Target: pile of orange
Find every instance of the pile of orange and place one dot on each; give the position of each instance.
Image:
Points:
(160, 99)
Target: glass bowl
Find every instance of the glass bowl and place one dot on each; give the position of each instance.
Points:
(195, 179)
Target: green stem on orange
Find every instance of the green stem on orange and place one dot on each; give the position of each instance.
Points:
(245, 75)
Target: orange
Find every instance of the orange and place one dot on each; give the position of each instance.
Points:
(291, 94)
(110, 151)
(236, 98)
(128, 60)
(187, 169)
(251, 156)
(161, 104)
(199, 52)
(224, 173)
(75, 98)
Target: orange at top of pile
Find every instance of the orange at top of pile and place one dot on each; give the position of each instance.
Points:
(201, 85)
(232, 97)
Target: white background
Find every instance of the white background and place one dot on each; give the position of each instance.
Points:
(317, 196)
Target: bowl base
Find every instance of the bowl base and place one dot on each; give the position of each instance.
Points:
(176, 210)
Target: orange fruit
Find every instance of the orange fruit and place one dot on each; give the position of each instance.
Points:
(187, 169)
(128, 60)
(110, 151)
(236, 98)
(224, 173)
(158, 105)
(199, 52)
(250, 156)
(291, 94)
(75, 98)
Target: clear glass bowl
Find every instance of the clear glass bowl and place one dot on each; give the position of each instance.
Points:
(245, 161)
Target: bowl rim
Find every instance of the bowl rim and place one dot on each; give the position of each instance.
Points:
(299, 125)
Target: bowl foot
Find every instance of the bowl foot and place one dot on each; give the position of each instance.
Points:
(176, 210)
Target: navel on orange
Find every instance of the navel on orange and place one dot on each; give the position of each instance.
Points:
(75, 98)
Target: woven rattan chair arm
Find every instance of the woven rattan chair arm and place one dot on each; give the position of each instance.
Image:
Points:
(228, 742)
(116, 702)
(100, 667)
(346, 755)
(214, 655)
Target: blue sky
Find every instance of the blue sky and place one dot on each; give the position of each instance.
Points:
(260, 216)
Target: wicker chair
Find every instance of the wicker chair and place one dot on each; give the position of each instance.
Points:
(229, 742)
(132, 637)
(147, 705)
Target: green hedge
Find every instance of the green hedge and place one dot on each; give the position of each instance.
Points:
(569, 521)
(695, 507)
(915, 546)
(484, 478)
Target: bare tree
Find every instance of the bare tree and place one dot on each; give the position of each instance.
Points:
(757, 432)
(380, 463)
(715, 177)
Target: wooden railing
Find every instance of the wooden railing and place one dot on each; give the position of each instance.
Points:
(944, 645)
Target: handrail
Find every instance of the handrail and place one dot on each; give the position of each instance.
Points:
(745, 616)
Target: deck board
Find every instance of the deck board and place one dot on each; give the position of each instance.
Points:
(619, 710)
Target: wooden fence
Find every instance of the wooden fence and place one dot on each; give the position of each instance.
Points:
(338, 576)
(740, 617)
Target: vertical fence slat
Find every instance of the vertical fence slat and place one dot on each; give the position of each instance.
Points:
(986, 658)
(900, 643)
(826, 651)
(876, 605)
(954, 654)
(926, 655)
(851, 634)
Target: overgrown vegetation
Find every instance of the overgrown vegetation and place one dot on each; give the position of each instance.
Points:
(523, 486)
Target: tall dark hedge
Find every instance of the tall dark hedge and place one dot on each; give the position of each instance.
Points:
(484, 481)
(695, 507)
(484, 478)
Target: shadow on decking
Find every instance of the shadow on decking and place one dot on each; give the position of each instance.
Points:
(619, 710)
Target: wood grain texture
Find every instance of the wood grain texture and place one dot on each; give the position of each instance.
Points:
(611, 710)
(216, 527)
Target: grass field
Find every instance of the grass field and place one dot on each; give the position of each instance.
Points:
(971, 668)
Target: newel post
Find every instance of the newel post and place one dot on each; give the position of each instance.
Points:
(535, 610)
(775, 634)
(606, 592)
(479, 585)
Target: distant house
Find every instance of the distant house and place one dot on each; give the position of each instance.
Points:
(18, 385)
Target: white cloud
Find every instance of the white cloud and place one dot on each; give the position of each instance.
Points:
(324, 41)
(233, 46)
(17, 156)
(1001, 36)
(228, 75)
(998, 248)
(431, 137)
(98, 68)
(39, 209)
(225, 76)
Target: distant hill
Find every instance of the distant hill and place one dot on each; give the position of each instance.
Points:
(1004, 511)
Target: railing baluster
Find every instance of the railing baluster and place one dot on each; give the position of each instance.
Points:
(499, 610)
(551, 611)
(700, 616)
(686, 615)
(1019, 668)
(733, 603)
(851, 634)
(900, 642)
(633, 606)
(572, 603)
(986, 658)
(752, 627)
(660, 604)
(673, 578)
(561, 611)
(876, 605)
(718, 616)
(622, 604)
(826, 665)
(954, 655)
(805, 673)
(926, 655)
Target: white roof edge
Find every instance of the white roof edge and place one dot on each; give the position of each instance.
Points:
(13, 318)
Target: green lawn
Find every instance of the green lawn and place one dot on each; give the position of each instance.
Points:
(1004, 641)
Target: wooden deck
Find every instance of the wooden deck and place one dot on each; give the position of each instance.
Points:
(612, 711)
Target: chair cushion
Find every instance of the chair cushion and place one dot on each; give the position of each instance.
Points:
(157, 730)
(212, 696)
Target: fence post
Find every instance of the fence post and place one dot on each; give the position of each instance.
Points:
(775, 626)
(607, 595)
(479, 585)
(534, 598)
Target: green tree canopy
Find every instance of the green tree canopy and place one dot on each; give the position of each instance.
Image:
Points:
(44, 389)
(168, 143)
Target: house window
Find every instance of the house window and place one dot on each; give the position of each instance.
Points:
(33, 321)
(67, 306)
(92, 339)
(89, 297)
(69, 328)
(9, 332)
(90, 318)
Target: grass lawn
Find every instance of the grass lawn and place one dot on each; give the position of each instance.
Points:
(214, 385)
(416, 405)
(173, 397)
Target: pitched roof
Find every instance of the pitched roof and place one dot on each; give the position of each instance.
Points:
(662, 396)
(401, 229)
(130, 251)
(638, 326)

+ + +

In the listing above, locate the line containing "Find every instance of the woven" and the line containing "Find every instance of the bare". Extract those two lines and every line between them, exactly as written, and only those.

Response box:
Find every instance of the woven rattan chair arm and place one dot on each; give the position of each instance.
Image:
Points:
(228, 742)
(116, 702)
(100, 667)
(346, 755)
(214, 655)
Target: blue sky
Find every instance of the blue sky and place one dot on each; give the position of each instance.
Points:
(260, 216)
Target: wicker chair
Find every instance of the wicker chair and place one dot on each; give the position of each instance.
Points:
(229, 742)
(132, 637)
(147, 705)
Target: green hedge
Find every instance of the green hedge and place one dot on each; give the position of each instance.
Points:
(569, 521)
(695, 507)
(915, 546)
(484, 478)
Target: bare tree
Find every instance of the bare tree and place one dot on each; give the position of each instance.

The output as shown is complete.